• **Recorded information**:
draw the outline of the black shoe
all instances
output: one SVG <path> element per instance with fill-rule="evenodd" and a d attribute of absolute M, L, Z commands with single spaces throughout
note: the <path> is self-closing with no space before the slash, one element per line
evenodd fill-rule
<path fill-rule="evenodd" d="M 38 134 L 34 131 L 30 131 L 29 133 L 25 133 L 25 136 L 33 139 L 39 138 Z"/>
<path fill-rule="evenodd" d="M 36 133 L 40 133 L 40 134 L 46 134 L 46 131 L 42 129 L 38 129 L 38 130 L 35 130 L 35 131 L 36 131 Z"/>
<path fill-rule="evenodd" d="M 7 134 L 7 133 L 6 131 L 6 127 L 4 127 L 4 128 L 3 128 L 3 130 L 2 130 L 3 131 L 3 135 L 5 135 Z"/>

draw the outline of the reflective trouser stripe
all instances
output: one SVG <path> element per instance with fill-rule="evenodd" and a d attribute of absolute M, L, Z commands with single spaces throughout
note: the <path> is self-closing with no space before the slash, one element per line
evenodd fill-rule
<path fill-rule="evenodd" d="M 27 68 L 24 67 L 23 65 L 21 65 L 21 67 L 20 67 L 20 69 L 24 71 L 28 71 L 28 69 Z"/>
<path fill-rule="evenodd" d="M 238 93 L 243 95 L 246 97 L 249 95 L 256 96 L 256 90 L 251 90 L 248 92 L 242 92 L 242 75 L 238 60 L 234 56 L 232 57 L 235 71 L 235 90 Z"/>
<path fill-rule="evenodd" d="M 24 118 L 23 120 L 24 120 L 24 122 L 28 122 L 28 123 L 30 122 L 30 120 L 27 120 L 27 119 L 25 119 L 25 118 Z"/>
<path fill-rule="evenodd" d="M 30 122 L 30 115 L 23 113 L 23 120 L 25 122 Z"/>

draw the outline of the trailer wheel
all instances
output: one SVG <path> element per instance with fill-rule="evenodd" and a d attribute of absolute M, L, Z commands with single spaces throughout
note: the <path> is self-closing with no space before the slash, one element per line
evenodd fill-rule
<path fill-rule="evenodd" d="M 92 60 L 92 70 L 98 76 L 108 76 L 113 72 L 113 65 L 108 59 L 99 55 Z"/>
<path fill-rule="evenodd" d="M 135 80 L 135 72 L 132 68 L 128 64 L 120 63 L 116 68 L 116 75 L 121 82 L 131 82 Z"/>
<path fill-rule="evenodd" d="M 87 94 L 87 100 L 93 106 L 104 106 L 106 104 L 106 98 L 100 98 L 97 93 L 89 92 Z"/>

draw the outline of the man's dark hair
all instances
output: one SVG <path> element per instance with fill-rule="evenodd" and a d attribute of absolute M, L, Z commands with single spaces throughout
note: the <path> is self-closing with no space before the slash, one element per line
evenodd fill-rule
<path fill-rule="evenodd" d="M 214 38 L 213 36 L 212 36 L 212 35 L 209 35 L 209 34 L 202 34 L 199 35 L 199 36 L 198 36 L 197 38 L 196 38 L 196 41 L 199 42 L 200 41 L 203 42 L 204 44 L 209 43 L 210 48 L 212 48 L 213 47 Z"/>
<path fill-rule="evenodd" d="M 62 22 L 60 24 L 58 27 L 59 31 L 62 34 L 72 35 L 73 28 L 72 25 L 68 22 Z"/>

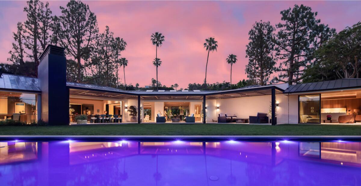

• **Exercise objective**: Rewrite every line of the entries above as a single numbered list, skipping the blank lines and leaving the picture out.

• **Task output**:
1. draw the outline of the black shoe
2. all instances
3. output: one SVG <path> element per instance with fill-rule="evenodd" and a d attribute of absolute M, L, Z commands with single spaces throughout
4. note: the <path> is self-closing with no space before the slash, one element per line
5. evenodd fill-rule
6. <path fill-rule="evenodd" d="M 38 134 L 34 131 L 30 131 L 29 133 L 25 133 L 25 136 L 33 139 L 39 138 Z"/>
7. <path fill-rule="evenodd" d="M 36 133 L 40 133 L 40 134 L 46 134 L 46 131 L 42 129 L 38 129 L 38 130 L 35 130 L 35 131 L 36 131 Z"/>
8. <path fill-rule="evenodd" d="M 7 134 L 7 133 L 6 131 L 6 127 L 4 127 L 4 128 L 3 128 L 3 130 L 2 130 L 3 131 L 3 135 L 5 135 Z"/>
9. draw the outline of the reflective trouser stripe
10. all instances
11. output: one SVG <path> element per instance with fill-rule="evenodd" and a d attribute of absolute M, L, Z commands with single spaces throughout
12. note: the <path> is self-closing with no space before the slash, one element per line
13. evenodd fill-rule
14. <path fill-rule="evenodd" d="M 27 68 L 24 67 L 23 65 L 21 65 L 21 67 L 20 67 L 20 69 L 24 71 L 28 71 L 28 69 Z"/>
15. <path fill-rule="evenodd" d="M 238 93 L 243 95 L 246 97 L 249 95 L 256 96 L 256 90 L 251 90 L 248 92 L 242 92 L 242 75 L 238 60 L 234 56 L 232 57 L 235 71 L 235 90 Z"/>
16. <path fill-rule="evenodd" d="M 24 118 L 23 120 L 24 120 L 24 122 L 28 122 L 28 123 L 30 122 L 30 120 L 27 120 L 27 119 L 25 119 L 25 118 Z"/>
17. <path fill-rule="evenodd" d="M 30 122 L 30 115 L 23 113 L 23 120 L 25 122 Z"/>
18. draw the outline of the trailer wheel
19. all instances
20. output: one SVG <path> element per instance with fill-rule="evenodd" and a d attribute of absolute M, L, Z commands with single spaces throughout
21. note: the <path> is self-closing with no space before the slash, one element per line
22. evenodd fill-rule
23. <path fill-rule="evenodd" d="M 92 60 L 92 70 L 98 76 L 108 76 L 113 72 L 113 65 L 108 59 L 99 55 Z"/>
24. <path fill-rule="evenodd" d="M 135 80 L 135 72 L 132 68 L 128 64 L 120 63 L 116 68 L 116 75 L 121 82 L 131 82 Z"/>
25. <path fill-rule="evenodd" d="M 87 94 L 87 100 L 93 106 L 104 106 L 106 104 L 106 98 L 100 98 L 97 93 L 89 92 Z"/>
26. draw the outline of the man's dark hair
27. all instances
28. output: one SVG <path> element per instance with fill-rule="evenodd" and a d attribute of absolute M, L, Z commands with single spaces throughout
29. note: the <path> is self-closing with no space before the slash, one element per line
30. evenodd fill-rule
31. <path fill-rule="evenodd" d="M 214 38 L 213 36 L 212 36 L 212 35 L 209 35 L 209 34 L 202 34 L 199 35 L 199 36 L 198 36 L 197 38 L 196 38 L 196 41 L 199 42 L 200 41 L 203 42 L 204 44 L 209 43 L 210 48 L 212 48 L 213 47 Z"/>
32. <path fill-rule="evenodd" d="M 62 22 L 60 24 L 58 27 L 59 31 L 62 34 L 72 35 L 73 28 L 72 25 L 68 22 Z"/>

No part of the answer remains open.